What to produce: All the data should be repeated exactly. Any image in it is left out.

[Stored records]
--------------------

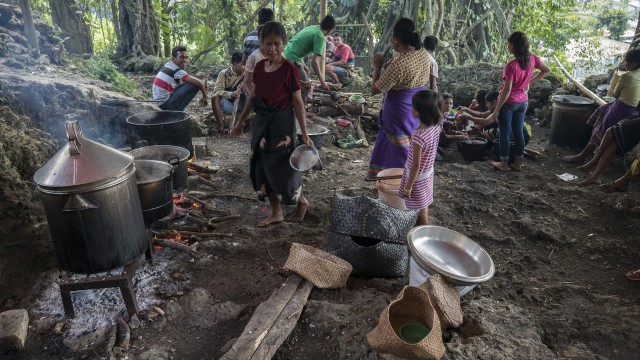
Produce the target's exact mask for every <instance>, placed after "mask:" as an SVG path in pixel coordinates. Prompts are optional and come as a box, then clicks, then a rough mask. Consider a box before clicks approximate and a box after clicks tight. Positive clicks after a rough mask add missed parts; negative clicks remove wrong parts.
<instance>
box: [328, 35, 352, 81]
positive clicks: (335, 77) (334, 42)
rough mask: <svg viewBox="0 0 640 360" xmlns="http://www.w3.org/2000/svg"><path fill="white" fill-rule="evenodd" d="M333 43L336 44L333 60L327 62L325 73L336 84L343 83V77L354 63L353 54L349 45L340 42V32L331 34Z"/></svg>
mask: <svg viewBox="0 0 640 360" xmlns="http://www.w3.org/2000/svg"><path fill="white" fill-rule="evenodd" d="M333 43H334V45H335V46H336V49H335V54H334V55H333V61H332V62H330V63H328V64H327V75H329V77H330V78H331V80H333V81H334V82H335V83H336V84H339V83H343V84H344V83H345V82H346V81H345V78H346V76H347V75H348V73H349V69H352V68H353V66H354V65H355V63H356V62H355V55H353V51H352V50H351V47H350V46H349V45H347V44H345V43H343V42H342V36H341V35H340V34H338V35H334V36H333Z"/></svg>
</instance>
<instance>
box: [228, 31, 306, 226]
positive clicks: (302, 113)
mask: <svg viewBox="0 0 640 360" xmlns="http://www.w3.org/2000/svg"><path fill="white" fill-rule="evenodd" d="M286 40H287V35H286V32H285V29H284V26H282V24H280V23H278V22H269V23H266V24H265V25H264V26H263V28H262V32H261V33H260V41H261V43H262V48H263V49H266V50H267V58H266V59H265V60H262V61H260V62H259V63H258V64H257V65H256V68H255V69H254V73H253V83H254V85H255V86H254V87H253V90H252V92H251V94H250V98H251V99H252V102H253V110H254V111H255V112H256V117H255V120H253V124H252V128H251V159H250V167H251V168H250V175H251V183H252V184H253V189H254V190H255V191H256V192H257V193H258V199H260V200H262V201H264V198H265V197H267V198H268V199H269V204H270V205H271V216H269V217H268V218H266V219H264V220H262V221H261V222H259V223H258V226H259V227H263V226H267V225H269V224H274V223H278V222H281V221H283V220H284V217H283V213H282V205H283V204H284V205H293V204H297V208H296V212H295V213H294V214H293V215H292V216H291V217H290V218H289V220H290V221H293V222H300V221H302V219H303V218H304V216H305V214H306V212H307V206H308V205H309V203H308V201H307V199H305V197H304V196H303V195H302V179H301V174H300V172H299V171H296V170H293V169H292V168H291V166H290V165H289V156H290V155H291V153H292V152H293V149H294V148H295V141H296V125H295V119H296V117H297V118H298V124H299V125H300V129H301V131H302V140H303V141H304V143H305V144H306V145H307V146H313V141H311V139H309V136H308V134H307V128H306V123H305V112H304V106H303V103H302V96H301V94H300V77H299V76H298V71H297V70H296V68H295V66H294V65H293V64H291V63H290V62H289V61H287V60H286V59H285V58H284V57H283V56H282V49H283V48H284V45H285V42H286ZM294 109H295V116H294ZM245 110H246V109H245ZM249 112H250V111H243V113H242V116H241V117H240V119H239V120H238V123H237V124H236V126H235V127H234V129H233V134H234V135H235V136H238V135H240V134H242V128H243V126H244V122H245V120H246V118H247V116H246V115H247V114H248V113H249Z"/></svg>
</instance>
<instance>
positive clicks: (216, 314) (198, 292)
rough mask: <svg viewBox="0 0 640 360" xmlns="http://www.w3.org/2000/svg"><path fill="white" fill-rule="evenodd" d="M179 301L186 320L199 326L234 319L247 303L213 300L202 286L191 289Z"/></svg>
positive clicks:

--------------------

Task result:
Produce the target's exact mask for every <instance>, placed after "mask:" as an SVG path in pixel coordinates. Prompts are optional and come as a box, then clicks, then a rough mask. Consider a box before clicks approximate and a box after clicks tight. Positive clicks after a rough mask add missed parts; negative clicks remove wrong parts.
<instance>
box: [328, 35, 352, 81]
positive clicks: (335, 77) (334, 42)
rough mask: <svg viewBox="0 0 640 360" xmlns="http://www.w3.org/2000/svg"><path fill="white" fill-rule="evenodd" d="M333 43L336 44L333 60L327 62L325 73L336 84L343 83V77L354 63L353 54L349 45L340 42V32L331 34Z"/></svg>
mask: <svg viewBox="0 0 640 360" xmlns="http://www.w3.org/2000/svg"><path fill="white" fill-rule="evenodd" d="M333 43H334V45H335V46H336V49H335V54H334V55H333V61H332V62H330V63H328V64H327V75H329V77H330V78H331V80H333V81H334V82H335V83H336V84H339V83H343V84H344V83H345V82H346V81H345V78H346V76H347V75H348V73H349V69H352V68H353V66H354V65H355V63H356V62H355V55H353V51H352V50H351V47H350V46H349V45H347V44H345V43H343V42H342V36H341V35H340V34H338V35H334V36H333Z"/></svg>
</instance>
<instance>
box: [228, 31, 306, 226]
positive clicks: (302, 113)
mask: <svg viewBox="0 0 640 360" xmlns="http://www.w3.org/2000/svg"><path fill="white" fill-rule="evenodd" d="M286 40H287V35H286V32H285V29H284V26H282V24H280V23H278V22H269V23H266V24H265V25H264V26H263V28H262V32H261V33H260V41H261V43H262V48H263V49H266V50H267V58H266V59H265V60H262V61H260V62H259V63H258V64H257V65H256V68H255V69H254V73H253V83H254V85H255V86H254V87H253V90H252V92H251V94H250V98H251V99H252V102H253V110H254V111H255V112H256V117H255V120H253V124H252V128H251V159H250V167H251V168H250V175H251V183H252V184H253V189H254V190H255V191H256V192H257V193H258V199H260V200H262V201H264V198H265V197H267V198H268V199H269V204H270V205H271V216H269V217H268V218H266V219H264V220H262V221H261V222H259V223H258V226H259V227H263V226H267V225H269V224H274V223H278V222H281V221H283V220H284V217H283V213H282V205H283V204H284V205H293V204H297V208H296V212H295V213H294V214H293V215H292V216H291V217H290V218H289V220H290V221H293V222H300V221H302V219H303V218H304V216H305V214H306V212H307V206H308V205H309V203H308V201H307V199H305V197H304V196H303V195H302V179H301V174H300V172H299V171H296V170H293V169H292V168H291V166H290V165H289V156H290V155H291V153H292V152H293V149H294V148H295V141H296V125H295V119H296V117H297V118H298V124H299V125H300V129H301V131H302V140H303V141H304V143H305V144H306V145H307V146H313V141H311V139H309V136H308V134H307V128H306V123H305V112H304V106H303V103H302V96H301V94H300V77H299V76H298V71H297V70H296V68H295V66H294V65H293V64H291V63H290V62H289V61H287V60H286V59H285V58H284V57H283V56H282V49H283V48H284V45H285V42H286ZM294 109H295V116H294ZM245 110H246V109H245ZM249 112H250V111H243V113H242V116H241V117H240V119H239V120H238V123H237V124H236V126H235V127H234V129H233V134H234V135H235V136H238V135H240V134H242V128H243V126H244V122H245V120H246V118H247V116H246V115H247V114H248V113H249Z"/></svg>
</instance>
<instance>
positive clicks: (216, 314) (198, 292)
rough mask: <svg viewBox="0 0 640 360" xmlns="http://www.w3.org/2000/svg"><path fill="white" fill-rule="evenodd" d="M179 301L186 320L199 326L234 319L247 303L213 300L202 286L191 289Z"/></svg>
positive clicks:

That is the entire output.